Are anonymous sources a bad thing? Well, obviously in Jack Kelly’s case, yes. Same thing for the Plame leak.

But what about Watergate? In the On the Media interview that Keith references Mr. McPaper, Al Neuharth, has this to say:

BROOKE GLADSTONE: A lot of people say in the Watergate investigation, not to keep harping on that, came from the mid- and lower-levels of government where they could suffer grievously if they were proved to be a source.

AL NEUHARTH: I think if a lower level source in the government were to have an exclusive of some wrongdoing and then were fired for it, there’d probably be many others who would hire that person for his or her honesty and integrity, if he or she were identified.

That strikes me as hand waving. If you will, I’m curious what his source is for that belief. Note that he doesn’t say that he would be happy to hire someone who’d leaked information damaging to his or her employer.

== Supplied material ==
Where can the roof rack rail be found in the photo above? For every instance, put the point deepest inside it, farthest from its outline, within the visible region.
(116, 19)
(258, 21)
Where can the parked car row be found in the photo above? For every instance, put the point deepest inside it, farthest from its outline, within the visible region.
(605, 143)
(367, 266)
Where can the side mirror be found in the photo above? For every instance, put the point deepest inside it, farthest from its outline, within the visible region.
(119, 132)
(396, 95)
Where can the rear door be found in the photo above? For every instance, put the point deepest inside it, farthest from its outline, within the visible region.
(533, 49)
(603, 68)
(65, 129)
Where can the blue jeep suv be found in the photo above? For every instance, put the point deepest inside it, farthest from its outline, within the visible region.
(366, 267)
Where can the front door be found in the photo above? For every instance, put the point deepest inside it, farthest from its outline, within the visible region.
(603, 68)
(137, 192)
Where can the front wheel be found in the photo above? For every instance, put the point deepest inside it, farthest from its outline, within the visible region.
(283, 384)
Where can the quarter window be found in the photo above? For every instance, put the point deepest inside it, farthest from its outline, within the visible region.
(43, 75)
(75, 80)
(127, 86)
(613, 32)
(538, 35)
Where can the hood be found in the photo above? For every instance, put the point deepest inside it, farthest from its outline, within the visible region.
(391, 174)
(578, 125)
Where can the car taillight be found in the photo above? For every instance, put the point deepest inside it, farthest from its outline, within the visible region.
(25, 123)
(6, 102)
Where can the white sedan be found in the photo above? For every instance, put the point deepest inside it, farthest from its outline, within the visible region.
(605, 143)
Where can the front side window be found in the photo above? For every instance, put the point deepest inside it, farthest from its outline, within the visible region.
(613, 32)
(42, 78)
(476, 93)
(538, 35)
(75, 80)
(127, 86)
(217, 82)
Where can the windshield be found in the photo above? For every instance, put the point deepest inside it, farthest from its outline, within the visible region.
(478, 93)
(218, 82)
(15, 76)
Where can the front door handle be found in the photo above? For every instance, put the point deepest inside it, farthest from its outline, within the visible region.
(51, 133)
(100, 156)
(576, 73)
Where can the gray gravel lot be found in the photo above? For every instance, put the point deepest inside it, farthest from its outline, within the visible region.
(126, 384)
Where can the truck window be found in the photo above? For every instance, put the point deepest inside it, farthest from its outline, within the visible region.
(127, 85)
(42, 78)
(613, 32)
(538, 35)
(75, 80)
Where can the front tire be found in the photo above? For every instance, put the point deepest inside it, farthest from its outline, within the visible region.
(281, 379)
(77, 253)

== Parts of the exercise ==
**a)** From the passage on anonymous sources, reproduce the words starting at "AL NEUHARTH: I" and ending after "or her employer.".
**b)** Rewrite the records as a numbered list with no blank lines. Begin at the line that contains "Where can the windshield" and continue through the last line of the records.

== Expected results ==
**a)**
AL NEUHARTH: I think if a lower level source in the government were to have an exclusive of some wrongdoing and then were fired for it, there’d probably be many others who would hire that person for his or her honesty and integrity, if he or she were identified.

That strikes me as hand waving. If you will, I’m curious what his source is for that belief. Note that he doesn’t say that he would be happy to hire someone who’d leaked information damaging to his or her employer.

**b)**
1. Where can the windshield be found in the photo above? For every instance, put the point deepest inside it, farthest from its outline, within the visible region.
2. (478, 93)
3. (218, 82)
4. (15, 76)
5. Where can the front door handle be found in the photo above? For every instance, put the point deepest inside it, farthest from its outline, within the visible region.
6. (51, 133)
7. (100, 156)
8. (576, 73)
9. Where can the gray gravel lot be found in the photo above? For every instance, put the point deepest inside it, farthest from its outline, within the visible region.
10. (126, 384)
11. Where can the truck window be found in the photo above? For every instance, put the point deepest inside it, farthest from its outline, within the visible region.
12. (127, 85)
13. (42, 78)
14. (613, 32)
15. (538, 35)
16. (75, 80)
17. Where can the front tire be found in the photo above? For every instance, put the point deepest inside it, farthest from its outline, within the visible region.
18. (281, 379)
19. (77, 253)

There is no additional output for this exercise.